Aufgabe 1:
Gib alle Zeilen der Datensätze zurück, in denen das Wort „glass“ vorkommt.

Textauszug:
#####
Kritik zu Ein Leben
Als tauche man ins Bewusstsein, in die Erinnerungen eines Menschen des 19. Jahrhunderts ein: Stéphane Brizé findet für seine Maupassant-Verfilmung so eigenwillige wie eindrucksvolle ästhetische Mittel
Mehr als zwei Jahrzehnte umfasst die Geschichte der Landadeligen Jeanne, die zu Beginn im Jahr 1819 mit ihren Eltern auf dem Familienlandsitz in der Normandie lebt. Was sich bei Maupassant als chronologische Abfolge von Ereignissen entfaltet, wird in den Händen von Stéphane Brizé und seines Kameramannes Antoine Héberlé zu einem radikalen, sehr modern wirkenden Stück Kino.
#####
Daten zur Aufgabe:

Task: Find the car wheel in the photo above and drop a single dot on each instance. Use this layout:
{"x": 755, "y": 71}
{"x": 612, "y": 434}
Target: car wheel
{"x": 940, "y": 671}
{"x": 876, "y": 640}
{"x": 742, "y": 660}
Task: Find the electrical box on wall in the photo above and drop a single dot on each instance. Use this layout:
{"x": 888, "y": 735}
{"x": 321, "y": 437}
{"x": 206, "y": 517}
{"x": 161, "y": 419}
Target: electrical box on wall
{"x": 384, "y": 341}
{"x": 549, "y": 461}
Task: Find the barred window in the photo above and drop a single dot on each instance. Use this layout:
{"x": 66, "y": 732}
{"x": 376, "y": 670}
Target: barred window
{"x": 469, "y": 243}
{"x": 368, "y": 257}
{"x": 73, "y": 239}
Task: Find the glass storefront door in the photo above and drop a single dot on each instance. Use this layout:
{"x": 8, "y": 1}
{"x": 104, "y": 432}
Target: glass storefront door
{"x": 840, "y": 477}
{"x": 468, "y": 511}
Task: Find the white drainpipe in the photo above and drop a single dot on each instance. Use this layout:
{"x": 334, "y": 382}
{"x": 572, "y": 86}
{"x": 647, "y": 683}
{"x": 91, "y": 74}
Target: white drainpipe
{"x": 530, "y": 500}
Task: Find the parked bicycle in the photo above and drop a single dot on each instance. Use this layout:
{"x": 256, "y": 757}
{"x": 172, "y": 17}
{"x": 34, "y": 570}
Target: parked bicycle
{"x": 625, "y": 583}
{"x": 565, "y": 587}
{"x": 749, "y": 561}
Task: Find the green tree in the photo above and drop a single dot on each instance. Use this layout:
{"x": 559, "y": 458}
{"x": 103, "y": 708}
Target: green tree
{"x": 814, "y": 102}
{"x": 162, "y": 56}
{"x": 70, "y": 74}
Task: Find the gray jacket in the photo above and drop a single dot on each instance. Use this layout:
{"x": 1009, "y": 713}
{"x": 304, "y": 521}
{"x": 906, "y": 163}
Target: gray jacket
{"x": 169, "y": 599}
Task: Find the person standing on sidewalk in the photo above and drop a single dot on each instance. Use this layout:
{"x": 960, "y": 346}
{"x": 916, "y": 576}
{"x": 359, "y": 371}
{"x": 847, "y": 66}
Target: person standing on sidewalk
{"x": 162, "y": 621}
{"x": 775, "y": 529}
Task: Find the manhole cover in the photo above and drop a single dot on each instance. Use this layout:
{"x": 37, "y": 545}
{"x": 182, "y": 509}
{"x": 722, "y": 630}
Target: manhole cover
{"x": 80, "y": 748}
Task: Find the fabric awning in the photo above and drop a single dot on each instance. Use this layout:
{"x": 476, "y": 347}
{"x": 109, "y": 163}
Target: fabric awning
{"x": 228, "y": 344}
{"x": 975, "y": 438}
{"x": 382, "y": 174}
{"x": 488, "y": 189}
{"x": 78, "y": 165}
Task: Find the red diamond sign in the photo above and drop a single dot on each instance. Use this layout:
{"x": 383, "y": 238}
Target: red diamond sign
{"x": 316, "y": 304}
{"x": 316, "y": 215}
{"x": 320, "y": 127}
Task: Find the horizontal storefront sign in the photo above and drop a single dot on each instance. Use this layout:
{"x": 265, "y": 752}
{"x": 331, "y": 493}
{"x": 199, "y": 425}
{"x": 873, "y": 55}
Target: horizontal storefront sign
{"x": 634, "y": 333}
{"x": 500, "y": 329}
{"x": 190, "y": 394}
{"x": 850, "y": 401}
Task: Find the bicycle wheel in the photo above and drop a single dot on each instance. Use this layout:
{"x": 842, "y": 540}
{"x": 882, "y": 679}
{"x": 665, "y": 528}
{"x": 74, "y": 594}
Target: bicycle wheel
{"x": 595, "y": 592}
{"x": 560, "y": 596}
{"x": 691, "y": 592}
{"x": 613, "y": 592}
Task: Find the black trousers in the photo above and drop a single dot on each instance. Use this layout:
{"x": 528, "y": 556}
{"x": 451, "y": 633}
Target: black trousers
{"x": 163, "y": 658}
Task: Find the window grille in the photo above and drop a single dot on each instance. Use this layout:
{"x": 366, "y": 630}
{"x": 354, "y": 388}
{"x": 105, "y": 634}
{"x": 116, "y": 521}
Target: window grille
#####
Aufgabe 2:
In welchem Jahr setzt die Geschichte von Jeanne laut der Filmkritik ein?

Vollständige Antwort 1:
Task: Find the glass storefront door in the photo above and drop a single dot on each instance. Use this layout:
Target: glass storefront door

Vollständige Antwort 2:
Im Jahr 1819.